> Assigned task: The only acceptable output is every entry, printed exactly.

#####

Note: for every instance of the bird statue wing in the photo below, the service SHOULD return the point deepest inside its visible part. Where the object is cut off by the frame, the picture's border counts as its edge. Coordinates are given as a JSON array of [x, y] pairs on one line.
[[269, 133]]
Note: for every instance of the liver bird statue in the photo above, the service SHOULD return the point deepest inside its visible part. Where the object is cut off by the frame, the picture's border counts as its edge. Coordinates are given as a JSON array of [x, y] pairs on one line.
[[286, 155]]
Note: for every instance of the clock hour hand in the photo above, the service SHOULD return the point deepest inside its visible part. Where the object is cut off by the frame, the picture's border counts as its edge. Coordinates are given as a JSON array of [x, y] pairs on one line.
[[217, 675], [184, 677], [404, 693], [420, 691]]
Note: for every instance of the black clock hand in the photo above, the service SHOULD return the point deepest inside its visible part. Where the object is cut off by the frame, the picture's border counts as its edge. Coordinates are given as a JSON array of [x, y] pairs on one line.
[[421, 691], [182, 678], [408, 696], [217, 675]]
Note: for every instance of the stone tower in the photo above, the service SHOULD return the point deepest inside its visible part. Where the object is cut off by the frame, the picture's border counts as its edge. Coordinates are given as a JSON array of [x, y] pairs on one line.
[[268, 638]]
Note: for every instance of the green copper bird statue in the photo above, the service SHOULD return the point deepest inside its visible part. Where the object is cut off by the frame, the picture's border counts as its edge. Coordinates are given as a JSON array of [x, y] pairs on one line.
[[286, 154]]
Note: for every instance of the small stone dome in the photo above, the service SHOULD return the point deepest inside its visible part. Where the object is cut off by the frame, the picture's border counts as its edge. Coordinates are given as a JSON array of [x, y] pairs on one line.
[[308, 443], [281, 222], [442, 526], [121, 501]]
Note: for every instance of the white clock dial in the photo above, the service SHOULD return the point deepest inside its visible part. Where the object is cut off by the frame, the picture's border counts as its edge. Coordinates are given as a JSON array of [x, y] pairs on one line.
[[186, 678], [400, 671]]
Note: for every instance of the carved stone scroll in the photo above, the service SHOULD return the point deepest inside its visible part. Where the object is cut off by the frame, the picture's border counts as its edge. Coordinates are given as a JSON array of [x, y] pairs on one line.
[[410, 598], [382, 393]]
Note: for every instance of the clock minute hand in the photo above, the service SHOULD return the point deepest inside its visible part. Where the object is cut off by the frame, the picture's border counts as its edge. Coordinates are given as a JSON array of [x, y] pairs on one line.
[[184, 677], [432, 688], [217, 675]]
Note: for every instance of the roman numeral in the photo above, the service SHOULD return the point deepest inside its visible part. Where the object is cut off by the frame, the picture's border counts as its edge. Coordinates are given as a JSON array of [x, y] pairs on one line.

#####

> Answer below:
Note: for every instance of the bird statue wing in the photo below, the service SHOULD return the point deepest inside its visible part. Where the object is cut off by the frame, the picture's border counts as its edge. Coordinates are given as a JSON array of [x, y] pairs on one line.
[[269, 133]]
Note: for every instance of the liver bird statue in the photo above, the service SHOULD return the point deepest inside its visible part. Where the object is cut off by the frame, the picture's border counts as its edge. Coordinates are given as a JSON array of [x, y] pairs on one line.
[[286, 155]]
Note: for every instance of the clock hour hand in the photo above, the service SHOULD return the point deepest inside its visible part. Where the object is cut off by the frame, the picture's border counts as its edge. Coordinates are given as a JSON array of [x, y] pairs on one line.
[[217, 675], [184, 677], [404, 693], [420, 691]]
Note: for every instance of the black clock hand in the photo above, the service SHOULD return the point deepest inside its visible part. Where the object is cut off by the frame, the picture's border counts as its edge. Coordinates are given as a JSON array of [x, y] pairs on one line.
[[421, 691], [182, 678], [408, 696], [217, 675]]
Note: for every instance of the stone tower in the photo above, the service SHOULD return the point deepest inside its visible part. Where the object is cut off by the frame, the picture's border counts as its edge. Coordinates are given as a JSON array of [x, y] pairs on one line.
[[268, 638]]
Note: for every instance of the green copper bird statue in the photo above, the service SHOULD return the point deepest inside its visible part. Where the object is cut off by the frame, the picture's border counts as its edge. Coordinates are given as a JSON array of [x, y] pairs on one line.
[[286, 154]]
Note: for every instance of the small stone dome in the photo above, the service SHOULD return the point deepest inside its visible part. Where the object is cut off by the frame, the picture's border counts as its edge. Coordinates are given as a JSON array of [x, y] pairs on one line.
[[308, 443], [281, 222], [442, 526], [121, 501]]
Note: for every instance of the white clock dial in the photo above, the service SHOULD return the point deepest inside its visible part. Where the object is cut off by the frame, the picture's border counts as its edge. Coordinates are given as a JSON array of [x, y] pairs on one line.
[[186, 678], [400, 671]]
Note: for every instance of the carved stone scroll in the photo above, the service SHOULD return the point deepest inside its visible part. Where the object is cut off by the frame, the picture's border counts as its edge. Coordinates are given as a JSON array of [x, y] pairs on one line.
[[410, 598], [382, 393]]
Note: for every instance of the clock minute hand in the photo above, the service SHOULD return the point deepest inside its visible part. Where the object is cut off by the frame, the picture's border counts as its edge. Coordinates are given as a JSON array of [x, y] pairs on one line.
[[184, 677], [432, 688], [217, 675]]
Note: for every instance of the roman numeral in the photo above, the service SHOULD return the point deepest inside its visible part. Where the object is cut off by the frame, the picture's border counts as its edge. Coordinates are given as a JSON array of [x, y] pairs on one line.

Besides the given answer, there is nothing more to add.